Render every line of the records below as a JSON list of strings, one string per line, with blank lines omitted.

------ Dataset rows ------

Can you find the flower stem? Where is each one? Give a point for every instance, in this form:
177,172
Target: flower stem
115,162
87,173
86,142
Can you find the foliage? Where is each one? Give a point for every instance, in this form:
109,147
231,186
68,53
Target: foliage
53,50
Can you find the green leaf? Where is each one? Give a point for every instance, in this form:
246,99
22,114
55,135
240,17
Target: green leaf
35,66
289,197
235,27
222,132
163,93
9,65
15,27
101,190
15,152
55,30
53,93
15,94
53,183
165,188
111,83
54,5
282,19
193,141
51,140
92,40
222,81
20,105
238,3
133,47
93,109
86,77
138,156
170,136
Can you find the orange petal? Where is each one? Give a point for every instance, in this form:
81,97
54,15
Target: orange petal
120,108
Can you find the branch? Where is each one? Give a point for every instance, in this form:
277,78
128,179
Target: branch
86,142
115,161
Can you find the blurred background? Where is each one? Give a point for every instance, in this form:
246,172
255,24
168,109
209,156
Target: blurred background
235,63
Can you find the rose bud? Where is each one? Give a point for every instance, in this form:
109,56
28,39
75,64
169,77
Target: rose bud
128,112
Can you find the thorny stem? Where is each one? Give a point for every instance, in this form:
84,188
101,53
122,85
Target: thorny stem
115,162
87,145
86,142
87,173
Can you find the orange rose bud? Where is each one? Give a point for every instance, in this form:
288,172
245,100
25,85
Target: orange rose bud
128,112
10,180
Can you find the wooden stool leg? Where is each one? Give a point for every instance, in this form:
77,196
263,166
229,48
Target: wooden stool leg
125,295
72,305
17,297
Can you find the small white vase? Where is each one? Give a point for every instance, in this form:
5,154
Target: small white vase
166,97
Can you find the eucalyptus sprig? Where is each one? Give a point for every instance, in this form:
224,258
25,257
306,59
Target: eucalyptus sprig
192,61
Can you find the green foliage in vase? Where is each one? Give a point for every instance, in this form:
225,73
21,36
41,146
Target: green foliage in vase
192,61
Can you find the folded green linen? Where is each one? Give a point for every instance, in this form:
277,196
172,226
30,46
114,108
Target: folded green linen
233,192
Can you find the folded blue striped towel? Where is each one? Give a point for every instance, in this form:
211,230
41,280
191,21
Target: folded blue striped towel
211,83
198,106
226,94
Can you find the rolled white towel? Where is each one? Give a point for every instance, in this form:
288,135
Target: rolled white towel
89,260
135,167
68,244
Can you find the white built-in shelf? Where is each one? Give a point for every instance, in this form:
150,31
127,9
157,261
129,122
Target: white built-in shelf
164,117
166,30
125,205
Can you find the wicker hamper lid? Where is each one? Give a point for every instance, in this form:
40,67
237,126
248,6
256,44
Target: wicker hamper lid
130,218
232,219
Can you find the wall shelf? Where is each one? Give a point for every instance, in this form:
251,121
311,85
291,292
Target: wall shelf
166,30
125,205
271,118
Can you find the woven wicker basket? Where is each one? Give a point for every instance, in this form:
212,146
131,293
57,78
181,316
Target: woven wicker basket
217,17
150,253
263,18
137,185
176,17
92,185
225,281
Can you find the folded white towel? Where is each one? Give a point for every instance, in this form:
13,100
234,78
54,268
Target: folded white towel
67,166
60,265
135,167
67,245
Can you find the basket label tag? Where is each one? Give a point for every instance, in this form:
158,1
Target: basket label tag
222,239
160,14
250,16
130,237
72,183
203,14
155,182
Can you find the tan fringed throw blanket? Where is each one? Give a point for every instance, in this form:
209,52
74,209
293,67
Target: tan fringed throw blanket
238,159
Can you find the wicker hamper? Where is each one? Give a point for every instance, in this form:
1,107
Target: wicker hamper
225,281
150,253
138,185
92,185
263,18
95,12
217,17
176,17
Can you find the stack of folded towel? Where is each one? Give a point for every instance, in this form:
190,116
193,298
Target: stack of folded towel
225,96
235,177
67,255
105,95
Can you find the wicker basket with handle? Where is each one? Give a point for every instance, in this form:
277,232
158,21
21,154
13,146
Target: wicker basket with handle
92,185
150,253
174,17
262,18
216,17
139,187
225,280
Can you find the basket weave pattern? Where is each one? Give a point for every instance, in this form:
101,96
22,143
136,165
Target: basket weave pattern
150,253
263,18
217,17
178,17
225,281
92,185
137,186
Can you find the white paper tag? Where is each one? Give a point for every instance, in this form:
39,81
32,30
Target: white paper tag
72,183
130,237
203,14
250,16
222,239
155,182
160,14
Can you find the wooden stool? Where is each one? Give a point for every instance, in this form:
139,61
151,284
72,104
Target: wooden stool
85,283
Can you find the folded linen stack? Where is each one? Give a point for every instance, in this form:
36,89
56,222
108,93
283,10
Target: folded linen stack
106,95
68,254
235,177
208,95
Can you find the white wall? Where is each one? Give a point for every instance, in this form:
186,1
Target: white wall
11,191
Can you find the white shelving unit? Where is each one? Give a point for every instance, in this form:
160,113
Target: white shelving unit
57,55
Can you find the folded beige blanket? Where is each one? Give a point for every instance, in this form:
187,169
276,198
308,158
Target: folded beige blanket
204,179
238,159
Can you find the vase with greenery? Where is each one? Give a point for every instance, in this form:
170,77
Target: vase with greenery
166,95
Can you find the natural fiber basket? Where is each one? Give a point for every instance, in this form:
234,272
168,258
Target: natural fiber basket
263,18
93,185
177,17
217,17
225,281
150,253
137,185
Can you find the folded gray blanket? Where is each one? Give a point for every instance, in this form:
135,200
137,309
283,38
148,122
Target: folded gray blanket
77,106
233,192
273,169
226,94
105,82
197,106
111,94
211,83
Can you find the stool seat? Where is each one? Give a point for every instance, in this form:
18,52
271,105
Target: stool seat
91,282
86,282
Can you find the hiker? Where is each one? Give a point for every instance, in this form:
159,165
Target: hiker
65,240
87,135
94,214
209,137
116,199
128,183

------

## Exercise response
[
  "Can you find the flower stem? Where is each one? Give a point for every instance, in this form:",
  "177,172",
  "Target: flower stem",
  "115,162",
  "87,173",
  "86,142",
  "Can you find the foliage? Where is each one? Give a point for every instance, in this form:",
  "109,147",
  "231,186",
  "68,53",
  "Target: foliage",
  "53,50",
  "Can you find the green leaf? Where is each one? Give a point for every instance, in this form:",
  "246,99",
  "22,114",
  "55,135",
  "240,17",
  "Target: green leaf",
  "35,66",
  "289,197",
  "235,27",
  "222,132",
  "163,93",
  "9,65",
  "15,27",
  "101,190",
  "15,152",
  "55,30",
  "53,93",
  "15,94",
  "53,183",
  "165,188",
  "111,83",
  "54,5",
  "282,19",
  "193,141",
  "51,140",
  "92,40",
  "222,81",
  "20,105",
  "238,3",
  "133,47",
  "93,109",
  "86,77",
  "138,156",
  "170,136",
  "Can you find the orange petal? Where is each one? Give a point for every instance, in this form:",
  "81,97",
  "54,15",
  "Target: orange petal",
  "120,108",
  "Can you find the branch? Where is each one? Give a point for every instance, in this form:",
  "277,78",
  "128,179",
  "Target: branch",
  "86,142",
  "115,161",
  "Can you find the blurred background? Where is each one? Give a point for every instance, in this form:",
  "246,172",
  "255,24",
  "168,109",
  "209,156",
  "Target: blurred background",
  "235,63",
  "Can you find the rose bud? Where is each one? Give a point for every instance, in this form:",
  "109,56",
  "28,39",
  "75,64",
  "169,77",
  "Target: rose bud",
  "128,112",
  "Can you find the thorny stem? Where is each one? Give a point for every instance, in this form:",
  "84,188",
  "101,53",
  "122,85",
  "Target: thorny stem",
  "115,162",
  "87,145",
  "86,142",
  "87,173",
  "Can you find the orange rose bud? Where is each one? Give a point for every instance, in this form:",
  "288,172",
  "245,100",
  "25,85",
  "Target: orange rose bud",
  "128,112",
  "10,180",
  "Can you find the wooden stool leg? Where is each one? Give a point for every instance, in this form:",
  "77,196",
  "263,166",
  "229,48",
  "Target: wooden stool leg",
  "125,295",
  "72,305",
  "17,297",
  "Can you find the small white vase? Where is each one? Give a point for every instance, in this form:",
  "5,154",
  "Target: small white vase",
  "166,97",
  "Can you find the eucalyptus sprig? Where is each one? Give a point for every instance, in this form:",
  "224,258",
  "25,257",
  "306,59",
  "Target: eucalyptus sprig",
  "192,61",
  "Can you find the green foliage in vase? Where is each one? Give a point for every instance, in this form:",
  "225,73",
  "21,36",
  "41,146",
  "Target: green foliage in vase",
  "192,61",
  "Can you find the folded green linen? Where is each one? Give a point for every instance, in this form:",
  "277,196",
  "172,226",
  "30,46",
  "114,108",
  "Target: folded green linen",
  "233,192",
  "Can you find the folded blue striped towel? Where is each one? Give a point for every instance, in this form:",
  "211,230",
  "41,280",
  "191,21",
  "Target: folded blue striped towel",
  "211,83",
  "198,106",
  "226,94",
  "Can you find the rolled white towel? Where is each one? Give a point for every instance, in this form:",
  "288,135",
  "Target: rolled white towel",
  "89,260",
  "135,167",
  "68,244",
  "Can you find the white built-in shelf? Where is each one? Give a point for every instance, in this form:",
  "150,31",
  "127,9",
  "157,261",
  "129,122",
  "Target: white built-in shelf",
  "164,117",
  "166,30",
  "125,205",
  "Can you find the wicker hamper lid? Where is each one? Give a point for every instance, in this form:",
  "40,67",
  "237,126",
  "248,6",
  "256,44",
  "Target: wicker hamper lid",
  "130,218",
  "232,219",
  "Can you find the wall shelf? Where is each one? Give a point for every instance, in this form:",
  "251,121",
  "311,85",
  "291,292",
  "Target: wall shelf",
  "166,30",
  "125,205",
  "271,118",
  "Can you find the woven wicker basket? Where is each one? Give a point for every instance, in this form:",
  "212,146",
  "131,293",
  "57,78",
  "181,316",
  "Target: woven wicker basket",
  "217,17",
  "150,253",
  "263,18",
  "137,185",
  "176,17",
  "92,185",
  "225,281",
  "Can you find the folded white towel? Where is each one? Give a point for every instance, in this form:",
  "13,100",
  "234,78",
  "54,268",
  "Target: folded white towel",
  "67,166",
  "60,265",
  "135,167",
  "67,245",
  "Can you find the basket label tag? Where is each one? Give a point for every instance, in this form:",
  "158,1",
  "Target: basket label tag",
  "222,239",
  "160,14",
  "250,16",
  "130,237",
  "72,183",
  "203,14",
  "155,182",
  "Can you find the tan fringed throw blanket? Where is each one? Give a point for every instance, in this form:",
  "209,52",
  "74,209",
  "293,67",
  "Target: tan fringed throw blanket",
  "238,159",
  "Can you find the wicker hamper? Where is each one? Give a point for every instance, in this form:",
  "1,107",
  "Target: wicker hamper",
  "225,281",
  "150,253",
  "138,185",
  "92,185",
  "263,18",
  "95,12",
  "217,17",
  "176,17",
  "Can you find the stack of folded towel? Where is each one? Give a point for every instance, in this form:",
  "190,116",
  "193,298",
  "Target: stack of folded towel",
  "225,96",
  "235,177",
  "67,255",
  "105,95",
  "Can you find the wicker basket with handle? Where is each one? Give a point for every instance, in this form:",
  "277,232",
  "158,21",
  "21,154",
  "13,146",
  "Target: wicker basket with handle",
  "92,185",
  "150,253",
  "174,17",
  "262,18",
  "216,17",
  "139,187",
  "225,280",
  "Can you find the basket weave pattern? Where is each one? Give a point for every instance, in this form:",
  "101,96",
  "22,143",
  "136,165",
  "Target: basket weave pattern",
  "150,253",
  "263,18",
  "217,17",
  "178,17",
  "225,281",
  "92,185",
  "137,186",
  "Can you find the white paper tag? Where is each one? Give a point for every instance, in this form:",
  "39,81",
  "32,30",
  "Target: white paper tag",
  "72,183",
  "130,237",
  "203,14",
  "250,16",
  "222,239",
  "155,182",
  "160,14",
  "Can you find the wooden stool? Where is each one? Give a point for every instance, in this form:",
  "139,61",
  "151,284",
  "72,104",
  "Target: wooden stool",
  "85,283",
  "Can you find the folded linen stack? Where is each one? Give a point for every instance, in this form:",
  "36,89",
  "56,222",
  "108,93",
  "283,10",
  "Target: folded linen stack",
  "106,95",
  "68,254",
  "235,177",
  "208,95",
  "Can you find the white wall? Where is each one? Give a point for every instance, in this form:",
  "186,1",
  "Target: white wall",
  "11,191",
  "Can you find the white shelving unit? Where is each one? Give a point for every instance, in this form:",
  "160,113",
  "Target: white shelving unit",
  "57,55",
  "Can you find the folded beige blanket? Where is each one? Give a point for every instance, in this form:",
  "187,169",
  "276,198",
  "308,158",
  "Target: folded beige blanket",
  "204,179",
  "238,159",
  "Can you find the vase with greenery? Where is each one? Give a point for every instance, in this form:",
  "170,77",
  "Target: vase with greenery",
  "166,95",
  "Can you find the natural fiber basket? Where is each one? Give a point for every instance, in this form:",
  "234,272",
  "168,258",
  "Target: natural fiber basket",
  "263,18",
  "93,185",
  "177,17",
  "217,17",
  "225,281",
  "150,253",
  "137,185",
  "Can you find the folded gray blanket? Where is each one? Give a point for every instance, in this form:",
  "135,200",
  "137,309",
  "283,38",
  "148,122",
  "Target: folded gray blanket",
  "77,106",
  "233,192",
  "273,169",
  "226,94",
  "105,82",
  "197,106",
  "111,94",
  "211,83",
  "Can you find the stool seat? Where is each one? Give a point for every instance, in this form:",
  "18,52",
  "271,105",
  "Target: stool seat",
  "91,282",
  "86,282",
  "Can you find the hiker? Where is each one? Give a point for every instance, in this form:",
  "159,165",
  "Target: hiker",
  "65,240",
  "87,135",
  "94,214",
  "209,137",
  "116,199",
  "128,183"
]